Dataset records:
****************************************

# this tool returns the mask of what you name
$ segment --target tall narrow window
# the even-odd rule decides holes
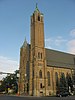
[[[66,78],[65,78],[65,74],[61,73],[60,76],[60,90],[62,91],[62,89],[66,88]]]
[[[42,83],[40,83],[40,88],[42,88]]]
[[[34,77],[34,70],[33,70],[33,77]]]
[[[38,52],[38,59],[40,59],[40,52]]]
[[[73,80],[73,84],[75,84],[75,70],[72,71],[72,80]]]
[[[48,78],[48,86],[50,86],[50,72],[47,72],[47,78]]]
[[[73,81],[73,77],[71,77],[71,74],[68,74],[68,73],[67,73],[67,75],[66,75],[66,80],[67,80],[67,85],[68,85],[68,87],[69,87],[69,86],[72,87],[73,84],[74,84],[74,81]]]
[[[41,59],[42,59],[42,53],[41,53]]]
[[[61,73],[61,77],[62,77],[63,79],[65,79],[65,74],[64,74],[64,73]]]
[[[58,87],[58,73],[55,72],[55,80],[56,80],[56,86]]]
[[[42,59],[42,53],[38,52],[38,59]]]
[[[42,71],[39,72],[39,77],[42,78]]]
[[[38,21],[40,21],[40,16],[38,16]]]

****************************************

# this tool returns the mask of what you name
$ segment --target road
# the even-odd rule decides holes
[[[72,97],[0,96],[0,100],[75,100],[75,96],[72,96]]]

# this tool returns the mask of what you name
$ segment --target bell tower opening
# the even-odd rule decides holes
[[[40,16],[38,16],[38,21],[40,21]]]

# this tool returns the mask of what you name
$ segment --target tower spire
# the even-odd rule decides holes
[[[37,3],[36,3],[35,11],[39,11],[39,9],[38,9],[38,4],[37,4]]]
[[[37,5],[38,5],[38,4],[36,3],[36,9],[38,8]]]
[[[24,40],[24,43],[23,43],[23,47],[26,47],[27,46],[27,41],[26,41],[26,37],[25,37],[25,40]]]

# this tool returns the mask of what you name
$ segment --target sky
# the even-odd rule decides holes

****************************************

• REQUIREMENT
Pull out the lines above in which the word "segment" appears.

• TASK SOLUTION
$ segment --target tall narrow window
$ segment --target road
$ segment --target bell tower opening
$ segment --target tower spire
$ segment --target sky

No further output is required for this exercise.